[Natural-language object grounding data]
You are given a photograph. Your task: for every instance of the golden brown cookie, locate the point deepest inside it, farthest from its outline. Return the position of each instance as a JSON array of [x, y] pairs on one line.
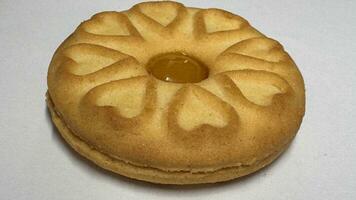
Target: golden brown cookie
[[175, 95]]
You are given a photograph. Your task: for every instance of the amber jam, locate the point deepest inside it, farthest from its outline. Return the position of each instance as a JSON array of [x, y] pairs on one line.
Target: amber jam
[[178, 68]]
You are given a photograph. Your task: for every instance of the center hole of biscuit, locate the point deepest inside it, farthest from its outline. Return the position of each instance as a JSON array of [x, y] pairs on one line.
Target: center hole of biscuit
[[177, 67]]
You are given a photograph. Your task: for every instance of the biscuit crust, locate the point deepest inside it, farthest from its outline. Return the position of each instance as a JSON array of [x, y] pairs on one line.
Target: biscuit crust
[[112, 111]]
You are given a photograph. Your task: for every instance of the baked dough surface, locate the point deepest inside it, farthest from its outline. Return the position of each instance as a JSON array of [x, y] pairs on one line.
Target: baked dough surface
[[109, 109]]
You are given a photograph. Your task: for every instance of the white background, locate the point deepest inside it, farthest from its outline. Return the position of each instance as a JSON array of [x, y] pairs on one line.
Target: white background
[[35, 163]]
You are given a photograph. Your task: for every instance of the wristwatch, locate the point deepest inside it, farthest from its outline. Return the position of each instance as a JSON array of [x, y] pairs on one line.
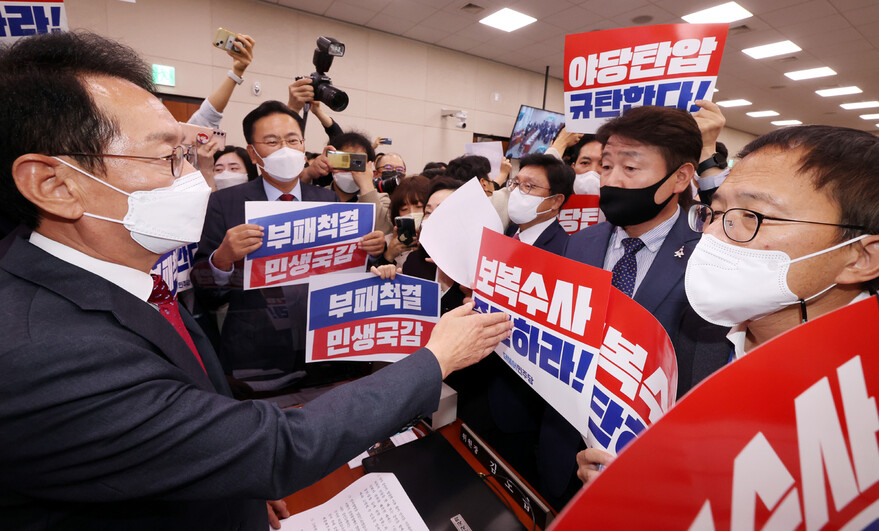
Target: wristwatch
[[236, 78], [714, 161]]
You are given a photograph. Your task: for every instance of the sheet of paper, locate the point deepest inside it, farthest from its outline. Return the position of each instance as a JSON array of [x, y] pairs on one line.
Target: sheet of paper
[[375, 502], [493, 151], [453, 232]]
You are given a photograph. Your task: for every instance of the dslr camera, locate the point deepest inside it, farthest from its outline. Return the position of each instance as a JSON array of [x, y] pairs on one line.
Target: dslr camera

**ASSIGNED TASK**. If a line in the entries contains the word "dslr", copy that line out.

**ANSWER SPACE**.
You are given a photograph. Your task: for every instance of the dslr camera, locate the point deepest inside it, farthest from its outline. Return the position of each instance as a JSON array of [x, y] pairs on one line.
Target: dslr camera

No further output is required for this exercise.